## Activity
Each entry below should be retyped exactly, with nothing omitted.

## Supplied material
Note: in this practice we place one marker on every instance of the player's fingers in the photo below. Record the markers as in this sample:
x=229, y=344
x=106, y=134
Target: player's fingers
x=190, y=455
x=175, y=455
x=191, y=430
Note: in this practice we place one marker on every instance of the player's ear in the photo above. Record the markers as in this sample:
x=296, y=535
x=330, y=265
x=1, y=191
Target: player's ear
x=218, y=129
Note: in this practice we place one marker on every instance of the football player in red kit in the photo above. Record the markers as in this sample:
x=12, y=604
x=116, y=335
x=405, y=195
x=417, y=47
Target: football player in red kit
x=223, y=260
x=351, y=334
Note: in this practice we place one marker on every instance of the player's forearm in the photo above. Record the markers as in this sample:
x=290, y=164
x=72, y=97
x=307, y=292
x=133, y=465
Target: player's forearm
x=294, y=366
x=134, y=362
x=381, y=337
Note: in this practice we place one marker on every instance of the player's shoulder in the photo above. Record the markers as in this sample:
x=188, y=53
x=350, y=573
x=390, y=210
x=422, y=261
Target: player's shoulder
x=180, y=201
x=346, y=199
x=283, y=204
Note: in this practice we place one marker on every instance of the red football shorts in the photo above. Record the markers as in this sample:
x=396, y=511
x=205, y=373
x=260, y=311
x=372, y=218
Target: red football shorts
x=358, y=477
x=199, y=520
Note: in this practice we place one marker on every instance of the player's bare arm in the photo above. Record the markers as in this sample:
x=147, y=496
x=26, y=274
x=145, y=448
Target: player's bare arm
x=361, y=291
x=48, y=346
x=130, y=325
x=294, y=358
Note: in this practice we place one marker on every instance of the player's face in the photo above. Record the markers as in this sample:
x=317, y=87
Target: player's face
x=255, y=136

## Final answer
Note: in this practice we place one marker on every instance of the player's fingers in the photo below. Record the markers as in this sample:
x=229, y=344
x=106, y=134
Target: player's fingers
x=190, y=455
x=175, y=455
x=191, y=430
Note: in this practice we place one marker on every instance of the player's ear in the photo above. Record the markers as in this sample:
x=296, y=535
x=330, y=265
x=1, y=191
Target: player's ear
x=218, y=129
Note: in this practice we place one marker on every instance of the football player in red kit in the photo above. Record the markers as in this sample:
x=12, y=604
x=116, y=335
x=405, y=195
x=417, y=47
Target: football player in red kit
x=223, y=260
x=351, y=334
Note: in this practice we place one marker on every instance of the player's forearm in the photo above. Record the markers as in this sample:
x=290, y=164
x=72, y=97
x=307, y=292
x=133, y=465
Target: player's forearm
x=294, y=366
x=134, y=362
x=381, y=337
Note: in this practice we place one marker on every instance of the player's shoulder in the photo above. Record the markers as in this sample:
x=188, y=53
x=350, y=573
x=390, y=210
x=422, y=261
Target: player's shoulder
x=180, y=201
x=346, y=199
x=283, y=204
Note: in this practice we place one marker on every instance of the red football shorts in the photo above. Record the markers as in this sample:
x=396, y=511
x=205, y=373
x=260, y=311
x=372, y=218
Target: red football shorts
x=358, y=477
x=199, y=520
Note: in this practice we place one marker on every instance of the player's bare arm in the photo above. Record the markers as in this sample:
x=147, y=496
x=26, y=274
x=145, y=448
Target: player's bare arm
x=361, y=291
x=48, y=346
x=130, y=325
x=294, y=358
Note: in this practice we place one marker on every instance of the player's face in the photo above. Record the markers as in this sample:
x=317, y=87
Target: player's face
x=255, y=136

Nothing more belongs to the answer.